The KODAK Assumption
KODAK is part of innovation folklore – the wet film giant undone by its inability to respond to digital cameras.
That storyline, however, is false. Well before digital became a problem KODAK had begun losing revenues. KODAK lost market share in wet film to Fuji and the reason for this lay in changes to the retail sector in the US, in particularly the rise to dominance of Walmart. Walmart wanted cheap photo-processing solutions and chose Fuji as its supplier, ahead of KODAK. Given Walmart’s scale this one contract was a game changer.
Quite apart from this wet film challenge (Fuji used exactly the same technology as KODAK), KODAK was actually a highly successful innovator in digital technology.
KODAK engineers had invented to OLED displays that are now common in smartphones and autos. However, they chose a licensing model rather than direct manufacturing and became a barrier to OLED uptake because of high licensing fees. Their inexperience in IP management almost killed an industry that they led.
In digital cameras, KODAK was number 1 in the US market in 2005 and was making billions of dollars from sales. Sadly KODAK’s production costs were far too high and, despite being a leader, the company was losing money on digital camera sales, a problem that became more acute as the market for digital became commoditized.
These three factors alone suggest that KODAK is not a simple “disruptive innovation” story. The very fact of losing market share in its traditional business was enough to shake investor confidence. The complex run of events in large corporations made it difficult to innovate while under pressure from investors; and the OLED experience must have added to the sense that senior executives could not get innovation right.

* **RECORD LIST**:
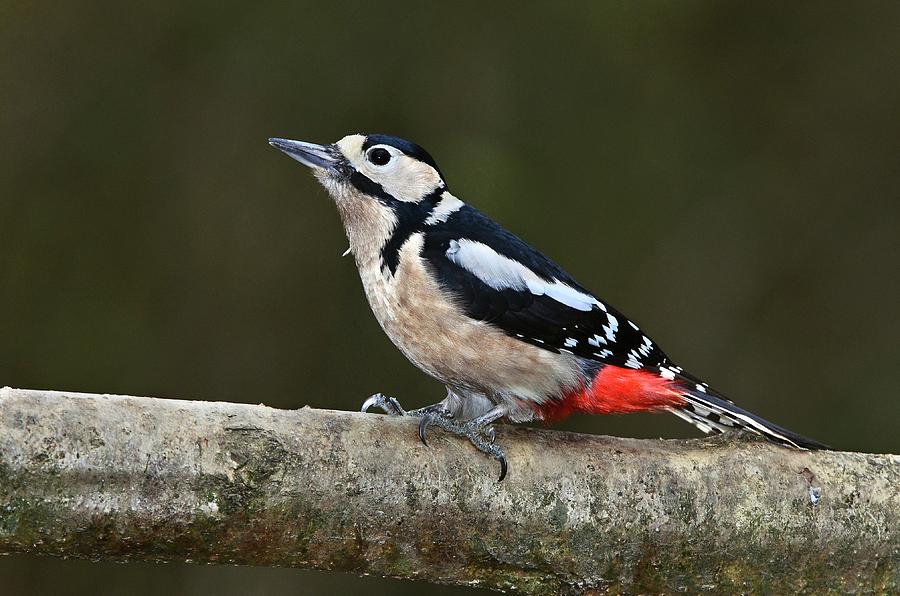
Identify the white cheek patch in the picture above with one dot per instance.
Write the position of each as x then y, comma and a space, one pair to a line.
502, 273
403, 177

...

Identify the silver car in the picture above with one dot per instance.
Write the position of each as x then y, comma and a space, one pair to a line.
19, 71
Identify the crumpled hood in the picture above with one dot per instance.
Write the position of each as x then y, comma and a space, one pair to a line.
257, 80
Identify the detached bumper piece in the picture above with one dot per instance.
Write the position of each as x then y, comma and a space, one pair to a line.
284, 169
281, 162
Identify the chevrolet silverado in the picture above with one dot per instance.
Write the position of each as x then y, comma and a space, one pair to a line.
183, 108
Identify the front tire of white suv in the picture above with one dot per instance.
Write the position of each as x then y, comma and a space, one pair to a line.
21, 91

* **WRITTEN TASKS**:
1. Decide whether each statement below agrees with the text about KODAK. Answer yes or no for each, and quote the words from the text that settle it.
(a) Walmart picked Fuji over KODAK as its photo-processing supplier.
(b) KODAK made its OLED displays itself instead of licensing them.
(c) KODAK was losing money on its digital camera sales despite leading the US market.
2. Go on with the text about KODAK, starting right after its last sentence.
The listing has nothing to do with the text about KODAK.

* **ANSWERS TO THE EXERCISES**:
1.
(a) Yes: "Walmart wanted cheap photo-processing solutions and chose Fuji as its supplier, ahead of KODAK."
(b) No: "they chose a licensing model rather than direct manufacturing"
(c) Yes: "despite being a leader, the company was losing money on digital camera sales"

2.
All that culminated in an organisational feud between the wet film and digital divisions. In an article in MIT SLoan Management, ex-KODAK executive Willie Shih explains that management tried to integrate these divisions, with fatal results.
There’s a couple of other factors to take into account. Semiconductor manufacture, essential for digital, has a quite different learning curve from wet film.
Semiconductors require scale but they also require a very fast learning curve, a factor that was well suited to Asian producers.
Digital is all about sensor technology and having the gate arrays to extract data and then manipulate it. At the same time the technology was being miniaturised and began appearing in mobile phones.
Rethinking disruptive innovation
When thinking about disruptive innovation today it is important to distinguish between vertical innovations, those that belong to one industry sector; and horizontal, those that are cross-sectoral.
In generic terms, several horizontal technologies had began to emerge at the time of KODAK’s demise.
The first, of course, was semiconductor technology, which could be applied in a growing range of products; another was the CMOS camera on a chip, the miniaturised sensors that permitted photography everywhere; the other was the intrusion of software and the ability to build applications around sensor data.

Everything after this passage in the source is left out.